CONSIGNE 1:
Relevez dans l'extrait tous les noms par lesquels la phrase commençant par « Et c'est ce qu'elle est ici » désigne le personnage.
CONSIGNE 2:
Repérez et recopiez chacune des lignes fournies qui contient le mot « wing », en tenant compte de la casse.

EXTRAIT:
-*-
D'Héloïse Pelloquet
Comment sortir du vide noir
Où l'on nage éperdument
À la recherche d'une lueur blanche
À laquelle croire ?
Jamais les yeux bleus de Cécile de France ne m'ont faite frissonner à ce point, jamais ils n'ont à ce point percé mon coeur de leur étincelante vitalité. Comme une passante inconnue qui croise notre regard et laisse en nous la trace indélébile de son étrange existence.
Et c'est ce qu'elle est ici, la passagère, la passante, la vagabonde, l'errante, l'éphémère. Paradoxal quand on sait qu'elle vit sur cette petite île avec son mari depuis 19 ans, entourée d'amis, comblée d'un amour complice et investie dans son travail : marin pêcheur. Mais son âme a-t-elle envie d'y demeurer ? Se rend-elle compte qu'elle n'est pas faite pour la stabilité ? Que personne ne l'est ? Il ne semble pas.
Chiara a tout bâti ici, sa vie toute entière, son mariage, sa personne... pourquoi partir ? Elle ne part pas, mais ce monde confortable qui est le sien devient oppressant de "normalité" : si elle s'est accordée à cette île et à ses habitants, la moindre fausse note pourrait ruiner le morceau.
-*-
LIGNES FOURNIES:
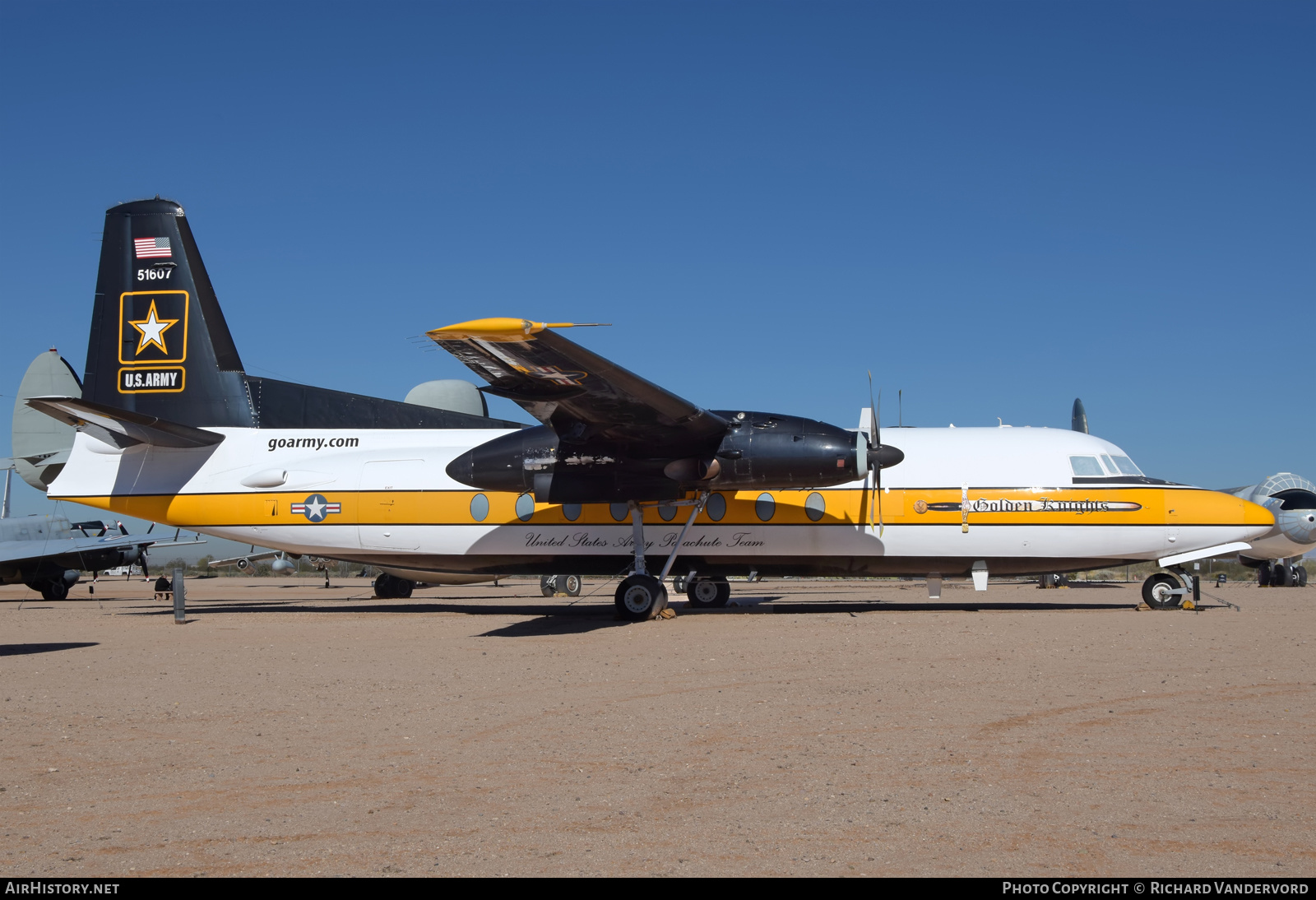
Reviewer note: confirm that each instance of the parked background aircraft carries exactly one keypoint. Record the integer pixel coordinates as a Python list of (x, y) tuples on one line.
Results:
[(1277, 555)]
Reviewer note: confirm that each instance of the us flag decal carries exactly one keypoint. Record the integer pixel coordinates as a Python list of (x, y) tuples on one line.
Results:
[(151, 248), (315, 508)]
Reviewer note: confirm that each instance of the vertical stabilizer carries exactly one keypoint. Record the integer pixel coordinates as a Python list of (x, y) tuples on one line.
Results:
[(158, 340), (41, 443), (1078, 419)]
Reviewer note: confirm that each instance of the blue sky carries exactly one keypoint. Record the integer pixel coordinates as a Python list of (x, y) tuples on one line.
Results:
[(995, 206)]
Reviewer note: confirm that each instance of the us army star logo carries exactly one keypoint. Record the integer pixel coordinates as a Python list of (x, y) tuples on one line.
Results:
[(151, 331), (315, 508)]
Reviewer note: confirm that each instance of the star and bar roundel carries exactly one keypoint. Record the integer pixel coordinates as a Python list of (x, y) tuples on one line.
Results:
[(316, 508)]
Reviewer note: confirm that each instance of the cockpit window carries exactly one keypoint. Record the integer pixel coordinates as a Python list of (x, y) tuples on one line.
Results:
[(1127, 466), (1086, 466)]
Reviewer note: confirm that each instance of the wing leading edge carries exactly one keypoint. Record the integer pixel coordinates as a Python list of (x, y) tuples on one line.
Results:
[(582, 397)]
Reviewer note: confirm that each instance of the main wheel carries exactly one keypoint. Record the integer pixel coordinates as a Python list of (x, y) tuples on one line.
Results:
[(708, 592), (1156, 591), (640, 597)]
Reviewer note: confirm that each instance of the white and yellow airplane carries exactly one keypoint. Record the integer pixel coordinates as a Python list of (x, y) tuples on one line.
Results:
[(620, 476)]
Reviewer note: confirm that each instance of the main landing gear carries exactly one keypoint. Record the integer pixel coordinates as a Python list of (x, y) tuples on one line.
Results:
[(388, 587), (708, 592), (552, 586), (1281, 575), (642, 596)]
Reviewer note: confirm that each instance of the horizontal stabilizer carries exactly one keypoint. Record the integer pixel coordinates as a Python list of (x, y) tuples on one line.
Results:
[(122, 427)]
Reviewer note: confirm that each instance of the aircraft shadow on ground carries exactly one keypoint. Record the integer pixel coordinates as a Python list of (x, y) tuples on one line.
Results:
[(553, 619), (26, 649)]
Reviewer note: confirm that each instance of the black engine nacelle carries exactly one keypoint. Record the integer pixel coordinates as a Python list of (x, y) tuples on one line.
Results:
[(758, 450)]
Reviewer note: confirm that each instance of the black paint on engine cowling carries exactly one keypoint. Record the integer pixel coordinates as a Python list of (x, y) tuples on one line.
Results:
[(770, 452), (760, 450)]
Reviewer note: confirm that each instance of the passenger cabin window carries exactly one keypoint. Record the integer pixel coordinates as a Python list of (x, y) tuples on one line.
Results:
[(1127, 466), (1086, 466)]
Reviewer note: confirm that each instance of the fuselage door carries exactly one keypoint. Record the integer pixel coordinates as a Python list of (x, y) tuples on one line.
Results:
[(387, 502)]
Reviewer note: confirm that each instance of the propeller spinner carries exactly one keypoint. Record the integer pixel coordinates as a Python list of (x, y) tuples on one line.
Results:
[(878, 457)]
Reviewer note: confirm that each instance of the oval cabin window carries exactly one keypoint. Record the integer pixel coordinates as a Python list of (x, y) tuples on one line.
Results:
[(716, 507), (524, 507), (815, 507), (480, 507)]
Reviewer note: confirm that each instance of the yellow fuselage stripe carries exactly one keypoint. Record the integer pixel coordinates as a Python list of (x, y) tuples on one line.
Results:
[(841, 507)]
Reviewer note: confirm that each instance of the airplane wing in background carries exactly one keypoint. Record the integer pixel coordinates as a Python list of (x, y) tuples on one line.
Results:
[(578, 394), (13, 551)]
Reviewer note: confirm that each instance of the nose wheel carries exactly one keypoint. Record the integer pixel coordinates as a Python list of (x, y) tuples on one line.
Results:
[(640, 597)]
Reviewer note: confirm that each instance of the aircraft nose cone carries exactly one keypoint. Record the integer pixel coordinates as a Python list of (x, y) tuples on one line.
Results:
[(885, 457)]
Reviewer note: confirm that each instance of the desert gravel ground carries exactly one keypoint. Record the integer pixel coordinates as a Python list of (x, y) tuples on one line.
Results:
[(289, 729)]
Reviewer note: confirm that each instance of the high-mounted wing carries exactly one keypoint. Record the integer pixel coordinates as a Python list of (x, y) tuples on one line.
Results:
[(578, 394), (13, 551)]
-*-
CORRIGÉ 1:
la passagère, la passante, la vagabonde, l'errante, l'éphémère

CORRIGÉ 2:
Reviewer note: confirm that each instance of the wing leading edge carries exactly one keypoint. Record the integer pixel coordinates as a Python list of (x, y) tuples on one line.
Reviewer note: confirm that each instance of the airplane wing in background carries exactly one keypoint. Record the integer pixel coordinates as a Python list of (x, y) tuples on one line.
Reviewer note: confirm that each instance of the high-mounted wing carries exactly one keypoint. Record the integer pixel coordinates as a Python list of (x, y) tuples on one line.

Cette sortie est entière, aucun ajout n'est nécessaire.